---------- Input material
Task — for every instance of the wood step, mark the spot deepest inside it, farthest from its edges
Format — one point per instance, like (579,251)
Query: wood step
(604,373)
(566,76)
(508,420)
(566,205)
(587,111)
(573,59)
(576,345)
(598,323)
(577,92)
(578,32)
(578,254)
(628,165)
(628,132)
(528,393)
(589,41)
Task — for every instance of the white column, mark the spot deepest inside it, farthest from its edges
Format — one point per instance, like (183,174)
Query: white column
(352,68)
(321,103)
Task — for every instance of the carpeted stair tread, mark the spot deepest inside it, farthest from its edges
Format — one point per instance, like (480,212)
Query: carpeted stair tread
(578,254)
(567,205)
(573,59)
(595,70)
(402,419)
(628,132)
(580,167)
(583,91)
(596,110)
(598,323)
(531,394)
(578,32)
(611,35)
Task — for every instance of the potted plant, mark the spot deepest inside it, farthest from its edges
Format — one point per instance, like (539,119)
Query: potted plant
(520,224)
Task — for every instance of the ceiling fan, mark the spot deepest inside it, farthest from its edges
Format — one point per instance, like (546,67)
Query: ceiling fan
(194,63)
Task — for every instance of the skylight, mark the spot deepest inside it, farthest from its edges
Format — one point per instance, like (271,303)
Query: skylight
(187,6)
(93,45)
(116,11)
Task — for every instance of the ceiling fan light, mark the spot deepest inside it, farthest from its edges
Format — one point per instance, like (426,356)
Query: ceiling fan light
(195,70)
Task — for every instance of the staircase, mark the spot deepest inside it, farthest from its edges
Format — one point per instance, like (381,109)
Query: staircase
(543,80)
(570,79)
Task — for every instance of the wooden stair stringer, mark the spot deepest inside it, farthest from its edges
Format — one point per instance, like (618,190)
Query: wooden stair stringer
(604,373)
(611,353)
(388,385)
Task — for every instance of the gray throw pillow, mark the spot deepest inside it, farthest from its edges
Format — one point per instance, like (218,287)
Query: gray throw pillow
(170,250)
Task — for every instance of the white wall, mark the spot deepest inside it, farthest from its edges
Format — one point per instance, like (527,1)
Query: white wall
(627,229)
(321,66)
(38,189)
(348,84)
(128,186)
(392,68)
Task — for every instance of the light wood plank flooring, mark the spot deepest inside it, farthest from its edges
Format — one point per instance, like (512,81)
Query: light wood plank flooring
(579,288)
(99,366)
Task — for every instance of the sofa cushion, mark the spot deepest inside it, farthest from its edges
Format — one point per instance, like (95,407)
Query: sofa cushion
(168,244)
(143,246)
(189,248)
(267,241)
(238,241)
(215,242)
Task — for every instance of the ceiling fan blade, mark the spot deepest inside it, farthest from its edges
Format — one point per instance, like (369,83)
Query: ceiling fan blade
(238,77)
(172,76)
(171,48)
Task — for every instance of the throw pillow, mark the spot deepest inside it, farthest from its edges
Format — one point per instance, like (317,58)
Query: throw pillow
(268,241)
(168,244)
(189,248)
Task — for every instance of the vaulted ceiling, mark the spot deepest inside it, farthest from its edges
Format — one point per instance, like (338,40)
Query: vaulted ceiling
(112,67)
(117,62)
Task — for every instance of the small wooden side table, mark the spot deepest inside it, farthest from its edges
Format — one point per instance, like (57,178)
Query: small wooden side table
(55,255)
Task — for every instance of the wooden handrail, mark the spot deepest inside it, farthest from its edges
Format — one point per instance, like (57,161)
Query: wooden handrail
--------------------
→ **Exercise prompt**:
Your task is to output all of the data above word for word.

→ **Response below**:
Task — for every instance of the wood step, mark the spot deepest inside it, farthest from its edges
Format — one point per instance, like (579,251)
Query: wood step
(604,373)
(566,76)
(508,420)
(566,205)
(587,111)
(573,59)
(576,345)
(598,323)
(577,92)
(578,32)
(578,254)
(628,165)
(628,132)
(528,393)
(589,41)
Task — for every instance of the white column, mark the spot deepest inside it, farthest from its edges
Format — one point per instance, like (183,174)
Query: white column
(352,68)
(321,103)
Task — for every instance of the carpeted stair tread, mark the spot deepest inside it, farthest from its edges
Format — one point per instance, like (480,212)
Query: carpeted stair tread
(578,254)
(567,205)
(573,59)
(595,70)
(402,419)
(628,132)
(580,167)
(583,91)
(596,110)
(598,323)
(531,394)
(578,32)
(611,35)
Task — for every instance of the potted plant, mark the spot deepest inside it, farthest from its edges
Format — one point per instance, like (539,119)
Query: potted plant
(520,224)
Task — for every instance of the ceiling fan, mark the spot deepest inside it, farthest from its edges
Format — one point per instance, like (546,67)
Query: ceiling fan
(194,63)
Task — for every instance of the skylight, mark the spot deepest inside it, farthest from its edges
Format — one point per instance, like (271,303)
Query: skylight
(187,6)
(93,45)
(116,11)
Task — for every instance of the ceiling fan light, mark the spot deepest inside it, farthest from its edges
Format — one point per instance, like (426,356)
Query: ceiling fan light
(195,70)
Task — for every instance of the staircase, mark the spot deepest inside it, farthest from its edges
Format — one point per instance, like (381,109)
Query: staircase
(543,80)
(570,79)
Task — for every instance of the wooden stair stringer, mark the spot deepest inside it, farthest from its edges
Format — one point per instance, like (618,190)
Query: wooden stair stringer
(604,373)
(611,353)
(388,385)
Task — for every instance of the gray throw pillow, mark the spot deepest inside it, farthest from its edges
Format — one point per instance, like (218,287)
Query: gray throw pillow
(170,250)
Task — for every instance of the white wall, mark the spot deepest inside it, farthest from its edges
Format — one point per instance, like (527,1)
Query: white wall
(627,229)
(321,66)
(38,189)
(348,84)
(128,186)
(392,68)
Task — for every instance of the light wood plank flooring, mark the spot deepest inside it, farthest from its edges
Format — one point per instance, like (512,81)
Query: light wood plank flooring
(579,288)
(99,366)
Task — for every instance of the sofa cushion, mark the spot deepest inside it, farthest from its edges
Format — one point per instance, like (95,407)
Query: sofa cushion
(168,244)
(143,246)
(189,248)
(267,241)
(238,241)
(215,242)
Task — for every instance of the ceiling fan blade, mark the spot deepest inside it, farthest from its edges
Format — one point per instance, like (369,83)
Query: ceiling fan blade
(238,77)
(172,76)
(171,48)
Task — for every instance of the throw pillow, mark the spot deepest inside it, farthest from its edges
Format — one point per instance, like (317,58)
Query: throw pillow
(268,241)
(168,244)
(189,248)
Task — for every instance of the vaulted ceiling, mark the spot deepest inside it, farthest from its edges
Format — one point per instance, like (338,40)
Query: vaulted ceiling
(112,67)
(117,62)
Task — for every instance of the small wooden side table, mark the spot deepest inside it, farthest from its edges
Format — one point per instance, like (57,178)
Query: small wooden side table
(55,255)
Task — for every instance of the wooden handrail, mark the spot deepest inside it, farthest from its edges
Format — one point per instance, like (57,161)
Query: wooden handrail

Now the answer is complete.